**PROBLEM:**
In the records below, the line that contains "target | reflection on desk" marks the start. Copy it and each line after it through the end, exactly, without pictures.

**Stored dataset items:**
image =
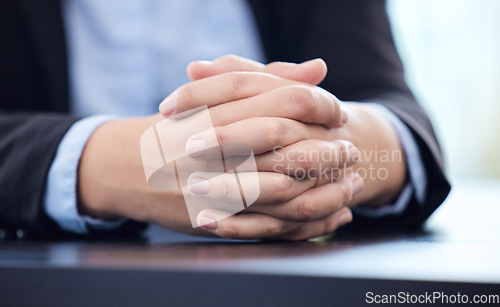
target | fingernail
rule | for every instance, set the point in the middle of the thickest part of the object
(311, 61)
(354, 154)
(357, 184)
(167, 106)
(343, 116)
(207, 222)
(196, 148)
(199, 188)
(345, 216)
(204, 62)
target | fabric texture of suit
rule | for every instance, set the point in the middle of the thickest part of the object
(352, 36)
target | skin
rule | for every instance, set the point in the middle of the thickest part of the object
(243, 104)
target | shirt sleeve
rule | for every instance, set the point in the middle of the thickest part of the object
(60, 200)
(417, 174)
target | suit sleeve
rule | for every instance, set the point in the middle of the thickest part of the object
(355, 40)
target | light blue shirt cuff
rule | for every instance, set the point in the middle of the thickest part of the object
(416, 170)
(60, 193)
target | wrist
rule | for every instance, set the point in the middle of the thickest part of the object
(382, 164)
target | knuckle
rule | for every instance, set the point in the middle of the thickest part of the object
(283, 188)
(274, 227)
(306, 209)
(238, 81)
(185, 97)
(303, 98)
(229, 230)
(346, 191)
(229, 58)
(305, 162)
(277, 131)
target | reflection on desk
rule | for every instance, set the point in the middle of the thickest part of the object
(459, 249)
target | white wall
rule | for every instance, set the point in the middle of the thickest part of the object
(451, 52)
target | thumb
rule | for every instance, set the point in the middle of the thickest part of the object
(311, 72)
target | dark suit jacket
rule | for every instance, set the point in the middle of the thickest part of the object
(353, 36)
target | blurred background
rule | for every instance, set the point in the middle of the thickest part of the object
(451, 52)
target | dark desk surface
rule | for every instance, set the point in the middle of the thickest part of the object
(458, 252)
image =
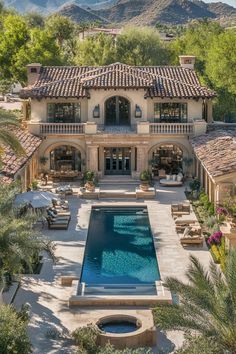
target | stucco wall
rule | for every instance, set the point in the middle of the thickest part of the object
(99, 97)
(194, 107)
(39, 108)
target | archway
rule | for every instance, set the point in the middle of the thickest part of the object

**TASK ANSWER:**
target | reflection on desk
rule | for every instance, set the point in the middle of the thickest part of the object
(459, 249)
target | white wall
rule | for every instance, set the point in the middle of the thickest part of the object
(451, 52)
target | thumb
rule | for every instance, set the point in the middle of the thickest part of the object
(311, 72)
target | dark suit jacket
rule | for every instance, set the point in the middle of the thickest part of the object
(353, 36)
target | blurred background
rule | for every instance, set the point in the middle of the thickest part of the object
(451, 52)
target | dark desk surface
rule | for every instance, set the point in the middle of the thickest part of the object
(458, 252)
image =
target | stucco wall
rule | for every instance, set the point in the middle of the thickest part of the object
(99, 97)
(194, 107)
(39, 108)
target | archway
rule | for every instance, set the point in the middle of the thickest part of the object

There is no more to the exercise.